## WHAT YOU WILL DO
Restate the data word for word and leave the images out.

(Pointing and labeling entries)
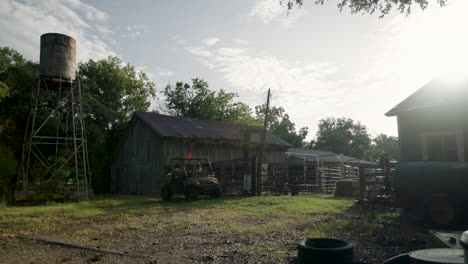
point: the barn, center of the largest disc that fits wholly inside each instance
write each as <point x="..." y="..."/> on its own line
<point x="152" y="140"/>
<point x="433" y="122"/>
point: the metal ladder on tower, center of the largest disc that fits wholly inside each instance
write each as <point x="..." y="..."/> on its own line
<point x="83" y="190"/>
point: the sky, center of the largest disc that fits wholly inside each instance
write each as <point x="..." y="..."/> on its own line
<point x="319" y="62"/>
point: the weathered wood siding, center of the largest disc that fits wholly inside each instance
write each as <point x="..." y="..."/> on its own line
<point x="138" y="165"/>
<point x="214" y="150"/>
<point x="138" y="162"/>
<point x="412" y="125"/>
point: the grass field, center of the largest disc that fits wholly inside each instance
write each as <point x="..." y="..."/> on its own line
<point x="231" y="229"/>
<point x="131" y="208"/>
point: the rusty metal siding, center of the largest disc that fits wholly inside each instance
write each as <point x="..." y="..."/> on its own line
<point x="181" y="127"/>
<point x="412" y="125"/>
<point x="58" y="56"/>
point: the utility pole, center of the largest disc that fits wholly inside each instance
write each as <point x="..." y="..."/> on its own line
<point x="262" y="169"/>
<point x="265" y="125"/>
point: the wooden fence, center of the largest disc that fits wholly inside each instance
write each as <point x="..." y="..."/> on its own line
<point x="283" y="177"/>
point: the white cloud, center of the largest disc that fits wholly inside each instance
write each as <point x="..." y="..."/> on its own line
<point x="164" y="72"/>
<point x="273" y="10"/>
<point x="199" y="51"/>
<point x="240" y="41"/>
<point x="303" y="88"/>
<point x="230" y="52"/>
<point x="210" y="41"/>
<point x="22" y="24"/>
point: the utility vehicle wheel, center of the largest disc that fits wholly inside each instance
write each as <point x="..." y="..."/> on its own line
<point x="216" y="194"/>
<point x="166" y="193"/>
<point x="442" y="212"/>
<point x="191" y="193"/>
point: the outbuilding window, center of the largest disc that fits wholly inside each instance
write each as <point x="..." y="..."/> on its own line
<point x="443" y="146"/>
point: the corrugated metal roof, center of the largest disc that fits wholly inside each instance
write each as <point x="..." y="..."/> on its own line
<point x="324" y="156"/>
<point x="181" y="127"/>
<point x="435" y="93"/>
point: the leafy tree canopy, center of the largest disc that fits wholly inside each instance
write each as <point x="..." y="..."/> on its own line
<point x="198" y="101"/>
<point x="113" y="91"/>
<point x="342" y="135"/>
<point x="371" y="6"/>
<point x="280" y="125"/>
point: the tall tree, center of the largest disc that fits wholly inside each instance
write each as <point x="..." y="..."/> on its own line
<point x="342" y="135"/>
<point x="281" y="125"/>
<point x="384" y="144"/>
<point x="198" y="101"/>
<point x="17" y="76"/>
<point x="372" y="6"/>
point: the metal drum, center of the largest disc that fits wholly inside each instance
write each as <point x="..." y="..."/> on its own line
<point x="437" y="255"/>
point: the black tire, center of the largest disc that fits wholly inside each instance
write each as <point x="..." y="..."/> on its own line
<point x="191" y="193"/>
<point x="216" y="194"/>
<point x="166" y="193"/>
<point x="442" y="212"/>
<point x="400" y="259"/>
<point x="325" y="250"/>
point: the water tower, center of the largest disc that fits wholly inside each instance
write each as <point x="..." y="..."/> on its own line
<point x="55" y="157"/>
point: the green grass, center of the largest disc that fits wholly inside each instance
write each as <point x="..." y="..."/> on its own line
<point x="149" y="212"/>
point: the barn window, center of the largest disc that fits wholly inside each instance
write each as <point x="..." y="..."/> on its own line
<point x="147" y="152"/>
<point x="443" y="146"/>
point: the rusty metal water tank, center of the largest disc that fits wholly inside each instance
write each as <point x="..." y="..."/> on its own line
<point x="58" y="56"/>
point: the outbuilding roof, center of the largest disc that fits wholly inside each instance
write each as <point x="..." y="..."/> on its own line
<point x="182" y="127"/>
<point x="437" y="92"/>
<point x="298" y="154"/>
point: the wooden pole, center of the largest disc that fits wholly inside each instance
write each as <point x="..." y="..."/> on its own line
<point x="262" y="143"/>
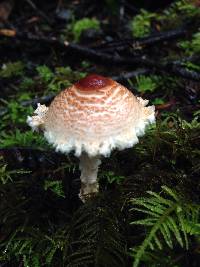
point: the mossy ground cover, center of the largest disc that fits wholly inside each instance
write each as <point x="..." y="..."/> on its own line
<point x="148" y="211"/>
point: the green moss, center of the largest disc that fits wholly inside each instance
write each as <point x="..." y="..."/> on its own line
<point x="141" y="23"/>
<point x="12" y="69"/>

## EXERCISE RESULT
point: the barn, center of the largest disc that fits wholly inside each instance
write each as <point x="..." y="..."/> on its own line
<point x="152" y="140"/>
<point x="433" y="122"/>
point: the metal ladder on tower, center of the largest disc that fits wholly inside each instance
write each as <point x="..." y="..."/> on its own line
<point x="83" y="190"/>
point: the sky, center of the largest disc that fits wholly inside each instance
write each as <point x="..." y="..."/> on its own line
<point x="319" y="62"/>
point: the weathered wood siding, center of the largest disc that fits wholly inside each instance
write each as <point x="..." y="..."/> on its own line
<point x="138" y="165"/>
<point x="214" y="150"/>
<point x="138" y="162"/>
<point x="412" y="125"/>
point: the grass field, center of the largest disc that fits wholly inside each instance
write each as <point x="..." y="..."/> on its own line
<point x="231" y="229"/>
<point x="131" y="208"/>
point: the rusty metal siding, center of the largest disc that fits wholly inside each instance
write each as <point x="..." y="..."/> on its own line
<point x="181" y="127"/>
<point x="412" y="125"/>
<point x="58" y="56"/>
point: the utility pole, center of the largest disc that fits wholly inside each instance
write each as <point x="..." y="..."/> on its own line
<point x="262" y="169"/>
<point x="265" y="125"/>
point: the wooden fence, center of the largest disc that fits wholly inside each instance
write each as <point x="..." y="..."/> on its own line
<point x="283" y="177"/>
point: the white cloud, center of the largest disc that fits wholly inside each instance
write each as <point x="..." y="..."/> on its own line
<point x="164" y="72"/>
<point x="273" y="10"/>
<point x="199" y="51"/>
<point x="240" y="41"/>
<point x="303" y="88"/>
<point x="230" y="52"/>
<point x="210" y="41"/>
<point x="22" y="24"/>
point: the utility vehicle wheel, center of the largest disc that fits wholly inside each instance
write each as <point x="..." y="..."/> on its own line
<point x="216" y="194"/>
<point x="166" y="193"/>
<point x="442" y="212"/>
<point x="191" y="193"/>
point: the outbuilding window, center of the largest disc that fits wholly inside each instance
write each as <point x="..." y="..."/> on its own line
<point x="443" y="146"/>
point: the corrugated metal roof, center of the largest disc that fits wholly inside each instance
write each as <point x="..." y="..."/> on its own line
<point x="324" y="156"/>
<point x="181" y="127"/>
<point x="435" y="93"/>
point: the leafy tree canopy, center of the largest disc that fits wholly inside each instance
write each as <point x="..." y="..."/> on its own line
<point x="198" y="101"/>
<point x="113" y="91"/>
<point x="342" y="135"/>
<point x="371" y="6"/>
<point x="280" y="125"/>
point: the tall tree, center of the largest disc that fits wholly inside each instance
write each as <point x="..." y="..."/> on its own line
<point x="342" y="135"/>
<point x="281" y="125"/>
<point x="384" y="144"/>
<point x="198" y="101"/>
<point x="17" y="76"/>
<point x="372" y="6"/>
point: the metal drum, center of the largest disc that fits wholly inside each instance
write each as <point x="..." y="..."/> on its own line
<point x="437" y="255"/>
point: the black tire, center of the largest disc that fits wholly inside each instance
write each as <point x="..." y="..."/> on its own line
<point x="191" y="193"/>
<point x="216" y="194"/>
<point x="166" y="193"/>
<point x="442" y="212"/>
<point x="400" y="259"/>
<point x="325" y="250"/>
point: the water tower, center of the largest disc that fits wholly inside each instance
write each as <point x="..." y="..."/> on its own line
<point x="55" y="157"/>
point: the green grass, center of the largest disc that fits wholly inside each instance
write each as <point x="..." y="..."/> on its own line
<point x="149" y="212"/>
point: the barn window, center of the largest disc that fits wholly inside each instance
write each as <point x="..." y="..."/> on its own line
<point x="147" y="152"/>
<point x="443" y="146"/>
point: the rusty metal water tank, center of the largest disc that fits wholly inside each instance
write each as <point x="..." y="..."/> on its own line
<point x="58" y="56"/>
point: the outbuilding roof, center of the largest disc that fits wholly inside each instance
write each as <point x="..." y="..."/> on its own line
<point x="182" y="127"/>
<point x="437" y="92"/>
<point x="298" y="154"/>
point: the wooden pole, center of the largest disc that fits wholly inside each instance
write each as <point x="..." y="..."/> on its own line
<point x="262" y="143"/>
point: the mossy ground cover, center of the largest disc that fits wholly inside each instance
write each as <point x="..." y="..."/> on its own line
<point x="148" y="211"/>
point: the green moss, center of the largest disc that fits wholly inside each instance
write each as <point x="..." y="..."/> on its own line
<point x="141" y="23"/>
<point x="12" y="69"/>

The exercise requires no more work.